>> begin Quoted passage

From: Tao Cui <cuitao@kylinos.cn>

Add the guest-side implementation of PV TLB flush for LoongArch KVM
guests, complementing the host-side support added in the previous commit.

When running as a KVM guest, remote TLB flushes are optimized by
avoiding IPIs to preempted vCPUs:

- kvm_flush_tlb_mask() checks each target vCPU's steal-time
  preempted flag. If a vCPU is preempted, it atomically sets
  KVM_VCPU_FLUSH_TLB in the shared preempted byte via cmpxchg
  and removes that CPU from the IPI mask.
- Only non-preempted vCPUs receive IPIs via on_each_cpu_mask().
- When the host schedules a deferred-flush vCPU back in, it
  invalidates the VPID and flushes the TLB automatically.

All six SMP TLB flush functions (flush_tlb_all, flush_tlb_mm,
flush_tlb_range, flush_tlb_kernel_range, flush_tlb_page,
flush_tlb_one) are updated to use the PV path when the static
key pv_tlb_flush_key is enabled.

The feature is gated by KVM_FEATURE_PV_TLB_FLUSH and requires
KVM_FEATURE_STEAL_TIME (for the shared memory page). Per-CPU
cpumask buffers are allocated via arch_initcall.

Signed-off-by: Tao Cui <cuitao@kylinos.cn>
---
 arch/loongarch/include/asm/kvm_para.h |  8 ++++
 arch/loongarch/include/asm/paravirt.h | 21 ++++++++++
 arch/loongarch/kernel/paravirt.c      | 60 +++++++++++++++++++++++++++
 arch/loongarch/kernel/smp.c           | 30 +++++++++++---
 4 files changed, 113 insertions(+), 6 deletions(-)

diff --git a/arch/loongarch/include/asm/kvm_para.h b/arch/loongarch/include/asm/kvm_para.h
index 28e3fa3b4c0e..7956aeff2436 100644
--- a/arch/loongarch/include/asm/kvm_para.h
+++ b/arch/loongarch/include/asm/kvm_para.h
@@ -187,4 +187,12 @@ static inline bool kvm_check_and_clear_guest_paused(void)
 	return false;
 }
 
+static inline bool kvm_pv_tlb_flush_supported(void)

>> end Quoted passage

→ **Problem statement**
Carry on with the LoongArch PV TLB flush patch, picking up right after its last line.

>> begin Provided records

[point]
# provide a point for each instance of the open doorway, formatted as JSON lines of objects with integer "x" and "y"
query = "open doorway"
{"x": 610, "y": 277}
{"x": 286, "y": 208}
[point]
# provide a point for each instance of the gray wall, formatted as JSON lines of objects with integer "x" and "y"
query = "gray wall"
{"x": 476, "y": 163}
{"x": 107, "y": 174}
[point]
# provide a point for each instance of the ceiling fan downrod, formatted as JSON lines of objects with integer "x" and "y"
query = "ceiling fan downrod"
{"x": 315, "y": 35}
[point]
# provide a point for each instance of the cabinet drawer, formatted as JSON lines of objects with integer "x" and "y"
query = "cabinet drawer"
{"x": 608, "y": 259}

>> end Provided records

→ **Final result**
+{
+	unsigned int feat = kvm_arch_para_features();
+
+	return (feat & (1U << KVM_FEATURE_PV_TLB_FLUSH)) &&
+	       (feat & (1U << KVM_FEATURE_STEAL_TIME));
+}
+
 #endif /* _ASM_LOONGARCH_KVM_PARA_H */
diff --git a/arch/loongarch/include/asm/paravirt.h b/arch/loongarch/include/asm/paravirt.h
index acae1c5e5f88..6ce62b555a5d 100644
--- a/arch/loongarch/include/asm/paravirt.h
+++ b/arch/loongarch/include/asm/paravirt.h
@@ -5,15 +5,26 @@
 #ifdef CONFIG_PARAVIRT
 
 #include <linux/jump_label.h>
+#include <linux/cpumask.h>
+#include <linux/smp.h>
 
 DECLARE_STATIC_KEY_FALSE(virt_preempt_key);
 DECLARE_STATIC_KEY_FALSE(virt_spin_lock_key);
+DECLARE_STATIC_KEY_FALSE(pv_tlb_flush_key);
 DECLARE_PER_CPU(struct kvm_steal_time, steal_time);
 
 int __init pv_ipi_init(void);
 int __init pv_time_init(void);
 int __init pv_spinlock_init(void);
 
+void kvm_flush_tlb_mask(const struct cpumask *cpumask,
+			smp_call_func_t func, void *info);
+
+static inline bool pv_tlb_flush_enabled(void)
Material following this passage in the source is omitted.